━━━━━ Working data ━━━━━

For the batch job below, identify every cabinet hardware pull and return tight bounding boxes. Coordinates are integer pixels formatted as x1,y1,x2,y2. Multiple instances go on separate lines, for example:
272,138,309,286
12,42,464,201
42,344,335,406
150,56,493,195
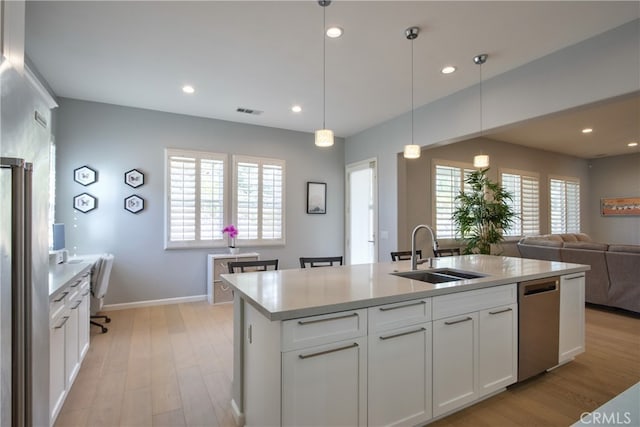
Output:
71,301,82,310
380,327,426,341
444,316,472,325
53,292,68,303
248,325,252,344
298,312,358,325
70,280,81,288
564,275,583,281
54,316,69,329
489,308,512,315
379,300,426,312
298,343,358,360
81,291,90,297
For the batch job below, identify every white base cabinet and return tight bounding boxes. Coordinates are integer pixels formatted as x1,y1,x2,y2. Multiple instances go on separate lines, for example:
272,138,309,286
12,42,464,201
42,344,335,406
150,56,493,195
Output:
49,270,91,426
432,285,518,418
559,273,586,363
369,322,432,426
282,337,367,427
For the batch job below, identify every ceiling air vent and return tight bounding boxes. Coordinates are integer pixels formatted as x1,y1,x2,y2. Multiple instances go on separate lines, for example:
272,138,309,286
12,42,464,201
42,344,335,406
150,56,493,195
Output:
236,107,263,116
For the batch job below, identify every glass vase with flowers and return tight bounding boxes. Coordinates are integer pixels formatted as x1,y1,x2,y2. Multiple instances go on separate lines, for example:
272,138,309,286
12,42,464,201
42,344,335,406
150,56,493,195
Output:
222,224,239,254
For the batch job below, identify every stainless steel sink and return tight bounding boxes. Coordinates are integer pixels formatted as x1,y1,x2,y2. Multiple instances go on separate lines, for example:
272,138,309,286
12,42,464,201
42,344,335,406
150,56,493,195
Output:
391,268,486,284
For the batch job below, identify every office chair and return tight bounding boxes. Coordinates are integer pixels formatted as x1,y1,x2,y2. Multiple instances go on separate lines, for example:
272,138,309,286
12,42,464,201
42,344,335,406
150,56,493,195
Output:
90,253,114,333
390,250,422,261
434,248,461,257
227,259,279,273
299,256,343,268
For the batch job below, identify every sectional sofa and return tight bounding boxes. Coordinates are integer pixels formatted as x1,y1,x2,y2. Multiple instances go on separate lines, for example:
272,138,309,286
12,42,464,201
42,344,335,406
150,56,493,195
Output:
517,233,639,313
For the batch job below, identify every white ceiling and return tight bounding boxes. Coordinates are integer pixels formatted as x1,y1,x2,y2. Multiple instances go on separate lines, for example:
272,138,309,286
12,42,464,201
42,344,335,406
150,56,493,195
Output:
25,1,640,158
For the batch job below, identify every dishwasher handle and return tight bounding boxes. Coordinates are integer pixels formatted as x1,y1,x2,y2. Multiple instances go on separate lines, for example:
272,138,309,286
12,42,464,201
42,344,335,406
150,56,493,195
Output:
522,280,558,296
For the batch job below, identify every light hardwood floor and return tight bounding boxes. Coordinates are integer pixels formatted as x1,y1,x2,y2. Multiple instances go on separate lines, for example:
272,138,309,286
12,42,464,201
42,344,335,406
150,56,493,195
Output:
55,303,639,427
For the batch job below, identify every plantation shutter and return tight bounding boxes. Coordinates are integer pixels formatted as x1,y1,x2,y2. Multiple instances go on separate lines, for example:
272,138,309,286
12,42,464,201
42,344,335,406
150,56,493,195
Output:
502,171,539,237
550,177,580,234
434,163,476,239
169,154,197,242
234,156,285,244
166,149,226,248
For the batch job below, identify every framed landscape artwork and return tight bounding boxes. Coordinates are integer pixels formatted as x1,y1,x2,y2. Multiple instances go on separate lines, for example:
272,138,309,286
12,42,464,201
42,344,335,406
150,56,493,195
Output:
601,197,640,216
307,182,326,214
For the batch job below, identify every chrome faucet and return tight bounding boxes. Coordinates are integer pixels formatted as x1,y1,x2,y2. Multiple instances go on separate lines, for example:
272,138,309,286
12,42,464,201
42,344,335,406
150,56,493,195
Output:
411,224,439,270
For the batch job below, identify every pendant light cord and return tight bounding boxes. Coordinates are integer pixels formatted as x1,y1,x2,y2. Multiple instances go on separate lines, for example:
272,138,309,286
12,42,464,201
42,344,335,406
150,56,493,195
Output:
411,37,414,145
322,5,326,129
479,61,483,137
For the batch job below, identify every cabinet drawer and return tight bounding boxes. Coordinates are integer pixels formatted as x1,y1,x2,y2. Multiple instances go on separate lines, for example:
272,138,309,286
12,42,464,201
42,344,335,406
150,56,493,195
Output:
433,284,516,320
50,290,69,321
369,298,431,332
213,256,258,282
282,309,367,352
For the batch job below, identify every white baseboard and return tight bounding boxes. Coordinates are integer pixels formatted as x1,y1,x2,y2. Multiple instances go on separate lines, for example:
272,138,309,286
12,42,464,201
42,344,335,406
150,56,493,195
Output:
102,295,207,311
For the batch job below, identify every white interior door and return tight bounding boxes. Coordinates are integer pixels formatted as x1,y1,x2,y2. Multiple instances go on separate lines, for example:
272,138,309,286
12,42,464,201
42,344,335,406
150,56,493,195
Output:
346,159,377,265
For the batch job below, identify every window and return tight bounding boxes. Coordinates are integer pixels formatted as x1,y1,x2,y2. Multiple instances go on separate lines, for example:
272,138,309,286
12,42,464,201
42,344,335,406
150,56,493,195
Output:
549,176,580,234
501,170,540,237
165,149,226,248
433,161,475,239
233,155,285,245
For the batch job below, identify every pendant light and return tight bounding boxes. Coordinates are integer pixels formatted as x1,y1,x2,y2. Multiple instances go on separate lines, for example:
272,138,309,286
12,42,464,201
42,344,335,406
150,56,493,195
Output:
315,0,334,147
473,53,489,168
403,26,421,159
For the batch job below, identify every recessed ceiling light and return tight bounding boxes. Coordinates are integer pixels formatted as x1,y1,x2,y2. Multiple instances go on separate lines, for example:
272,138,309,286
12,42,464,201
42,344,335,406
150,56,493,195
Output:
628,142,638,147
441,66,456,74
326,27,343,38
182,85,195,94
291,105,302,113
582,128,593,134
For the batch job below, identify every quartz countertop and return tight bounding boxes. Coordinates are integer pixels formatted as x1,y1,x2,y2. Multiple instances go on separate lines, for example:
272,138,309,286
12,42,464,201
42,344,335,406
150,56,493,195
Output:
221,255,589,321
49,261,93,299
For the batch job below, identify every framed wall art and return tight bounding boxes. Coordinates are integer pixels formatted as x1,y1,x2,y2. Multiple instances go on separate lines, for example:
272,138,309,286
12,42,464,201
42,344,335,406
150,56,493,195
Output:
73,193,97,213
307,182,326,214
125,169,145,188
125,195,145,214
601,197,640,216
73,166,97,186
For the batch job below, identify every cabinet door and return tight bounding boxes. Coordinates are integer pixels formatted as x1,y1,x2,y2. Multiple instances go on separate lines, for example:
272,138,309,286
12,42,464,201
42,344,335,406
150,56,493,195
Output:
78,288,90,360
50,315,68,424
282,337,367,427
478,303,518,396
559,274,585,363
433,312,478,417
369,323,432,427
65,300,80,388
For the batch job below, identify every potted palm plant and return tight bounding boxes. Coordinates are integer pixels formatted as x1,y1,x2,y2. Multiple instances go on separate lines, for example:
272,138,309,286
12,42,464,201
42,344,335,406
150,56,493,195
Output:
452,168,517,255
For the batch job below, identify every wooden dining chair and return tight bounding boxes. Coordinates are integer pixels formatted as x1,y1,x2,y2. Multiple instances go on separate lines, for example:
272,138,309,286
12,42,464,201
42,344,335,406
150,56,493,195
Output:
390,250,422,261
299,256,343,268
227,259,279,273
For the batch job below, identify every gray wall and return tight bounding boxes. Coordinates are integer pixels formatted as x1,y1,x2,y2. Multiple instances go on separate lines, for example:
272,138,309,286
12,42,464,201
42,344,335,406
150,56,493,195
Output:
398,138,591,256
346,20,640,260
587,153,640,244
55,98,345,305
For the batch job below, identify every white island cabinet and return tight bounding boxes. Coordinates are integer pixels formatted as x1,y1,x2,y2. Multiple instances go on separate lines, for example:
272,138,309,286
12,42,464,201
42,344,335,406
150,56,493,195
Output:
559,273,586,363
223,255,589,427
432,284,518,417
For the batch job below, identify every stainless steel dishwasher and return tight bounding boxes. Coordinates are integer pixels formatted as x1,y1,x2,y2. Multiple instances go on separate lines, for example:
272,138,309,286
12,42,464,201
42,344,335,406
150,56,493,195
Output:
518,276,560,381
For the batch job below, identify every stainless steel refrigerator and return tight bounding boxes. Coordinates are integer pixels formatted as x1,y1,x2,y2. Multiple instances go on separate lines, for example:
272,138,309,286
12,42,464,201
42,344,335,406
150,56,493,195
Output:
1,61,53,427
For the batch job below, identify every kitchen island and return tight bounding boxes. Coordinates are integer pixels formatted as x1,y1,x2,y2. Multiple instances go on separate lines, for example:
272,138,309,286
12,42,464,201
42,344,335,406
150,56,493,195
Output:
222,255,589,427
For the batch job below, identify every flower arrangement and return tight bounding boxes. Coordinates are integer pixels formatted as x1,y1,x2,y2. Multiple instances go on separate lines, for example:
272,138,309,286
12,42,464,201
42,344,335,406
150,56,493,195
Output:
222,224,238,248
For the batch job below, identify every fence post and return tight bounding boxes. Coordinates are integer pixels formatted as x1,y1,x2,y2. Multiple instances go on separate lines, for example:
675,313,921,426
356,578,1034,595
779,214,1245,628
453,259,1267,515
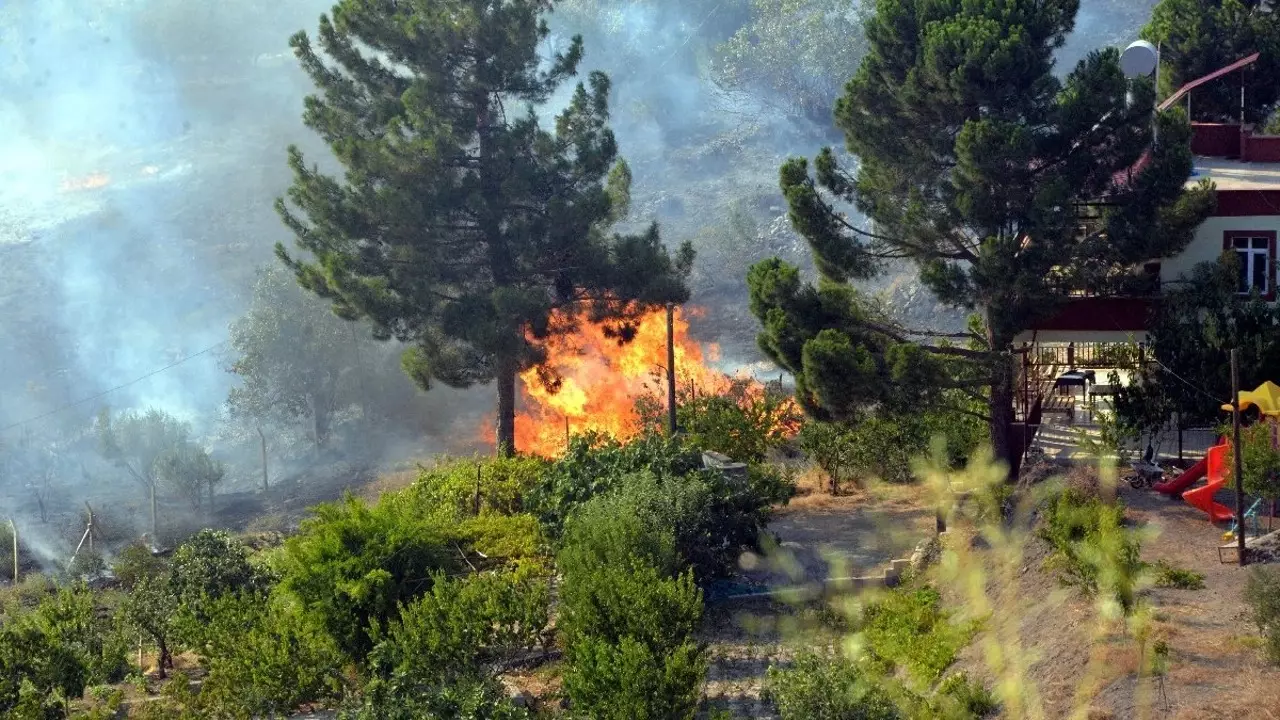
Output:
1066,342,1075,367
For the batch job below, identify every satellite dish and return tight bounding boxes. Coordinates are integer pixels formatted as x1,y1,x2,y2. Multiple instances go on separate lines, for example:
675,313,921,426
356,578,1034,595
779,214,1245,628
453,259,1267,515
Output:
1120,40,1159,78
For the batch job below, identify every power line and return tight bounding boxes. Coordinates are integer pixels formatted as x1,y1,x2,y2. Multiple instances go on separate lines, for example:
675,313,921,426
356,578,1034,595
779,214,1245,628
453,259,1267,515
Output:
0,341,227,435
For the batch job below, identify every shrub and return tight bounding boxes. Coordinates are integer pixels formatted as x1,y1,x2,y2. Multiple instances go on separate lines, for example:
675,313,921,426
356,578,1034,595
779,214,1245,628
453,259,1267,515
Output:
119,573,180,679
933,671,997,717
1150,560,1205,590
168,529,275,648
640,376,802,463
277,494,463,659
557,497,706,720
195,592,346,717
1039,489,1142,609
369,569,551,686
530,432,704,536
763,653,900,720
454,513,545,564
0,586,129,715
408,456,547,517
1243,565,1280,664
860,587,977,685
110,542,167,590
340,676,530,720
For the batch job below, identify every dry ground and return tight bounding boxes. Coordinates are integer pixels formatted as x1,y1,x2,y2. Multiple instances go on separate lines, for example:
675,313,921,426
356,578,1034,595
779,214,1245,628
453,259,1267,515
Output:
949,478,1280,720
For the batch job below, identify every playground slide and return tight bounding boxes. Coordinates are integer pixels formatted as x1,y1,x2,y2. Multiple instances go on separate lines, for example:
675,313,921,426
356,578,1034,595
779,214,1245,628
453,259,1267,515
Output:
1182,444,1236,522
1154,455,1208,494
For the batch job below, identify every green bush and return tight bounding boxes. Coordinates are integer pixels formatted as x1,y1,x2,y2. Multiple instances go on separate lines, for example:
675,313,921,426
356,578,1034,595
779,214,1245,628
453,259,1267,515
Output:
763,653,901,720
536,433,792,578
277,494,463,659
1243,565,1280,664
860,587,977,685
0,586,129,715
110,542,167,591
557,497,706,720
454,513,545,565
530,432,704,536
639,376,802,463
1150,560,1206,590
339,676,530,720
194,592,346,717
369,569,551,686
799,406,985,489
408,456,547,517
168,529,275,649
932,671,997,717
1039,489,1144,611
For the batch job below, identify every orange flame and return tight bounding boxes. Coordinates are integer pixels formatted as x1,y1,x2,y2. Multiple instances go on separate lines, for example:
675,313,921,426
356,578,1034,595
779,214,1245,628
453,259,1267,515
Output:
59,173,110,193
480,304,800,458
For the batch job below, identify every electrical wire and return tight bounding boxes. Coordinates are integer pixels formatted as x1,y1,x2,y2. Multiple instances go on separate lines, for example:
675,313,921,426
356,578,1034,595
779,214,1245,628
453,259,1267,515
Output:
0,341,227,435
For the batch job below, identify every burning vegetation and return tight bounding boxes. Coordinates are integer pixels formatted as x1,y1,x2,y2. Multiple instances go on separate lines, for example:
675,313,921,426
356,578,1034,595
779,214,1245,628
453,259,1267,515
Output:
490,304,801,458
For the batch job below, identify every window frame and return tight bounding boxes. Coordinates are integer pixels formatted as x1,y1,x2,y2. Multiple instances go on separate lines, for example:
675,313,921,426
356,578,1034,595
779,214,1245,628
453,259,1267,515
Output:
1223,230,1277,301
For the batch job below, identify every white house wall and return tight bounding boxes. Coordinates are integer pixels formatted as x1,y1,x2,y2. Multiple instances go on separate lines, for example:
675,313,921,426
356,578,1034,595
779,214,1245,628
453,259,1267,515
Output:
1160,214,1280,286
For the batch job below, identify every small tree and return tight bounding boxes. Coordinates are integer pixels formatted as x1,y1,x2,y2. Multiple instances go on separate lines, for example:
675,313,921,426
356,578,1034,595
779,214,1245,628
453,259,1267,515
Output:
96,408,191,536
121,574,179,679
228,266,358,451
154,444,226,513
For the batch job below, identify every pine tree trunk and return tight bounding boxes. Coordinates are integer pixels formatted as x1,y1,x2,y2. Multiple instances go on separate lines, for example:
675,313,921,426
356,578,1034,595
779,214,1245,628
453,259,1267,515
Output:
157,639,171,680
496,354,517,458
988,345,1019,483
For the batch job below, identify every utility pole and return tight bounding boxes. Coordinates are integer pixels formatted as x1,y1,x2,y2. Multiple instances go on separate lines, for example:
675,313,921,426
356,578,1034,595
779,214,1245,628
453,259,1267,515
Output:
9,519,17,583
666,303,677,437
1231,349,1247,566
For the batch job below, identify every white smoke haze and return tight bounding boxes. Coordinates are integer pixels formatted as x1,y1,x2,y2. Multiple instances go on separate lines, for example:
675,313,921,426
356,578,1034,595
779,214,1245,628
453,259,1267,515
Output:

━━━━━

Problem details:
Copy out all lines above that include the string "window".

Solution:
For the batch job below, identify every window and return tight bounding boxes. Coordinates are integer pixels formatted as x1,y1,x2,y2. Multiple instances go on separate lines, for example:
For the batch job below, identify every window frame and return tight bounding boxes. Coordinates are integer pixels formatted as x1,y1,x2,y2. Multiple instances go on separate lines, for example:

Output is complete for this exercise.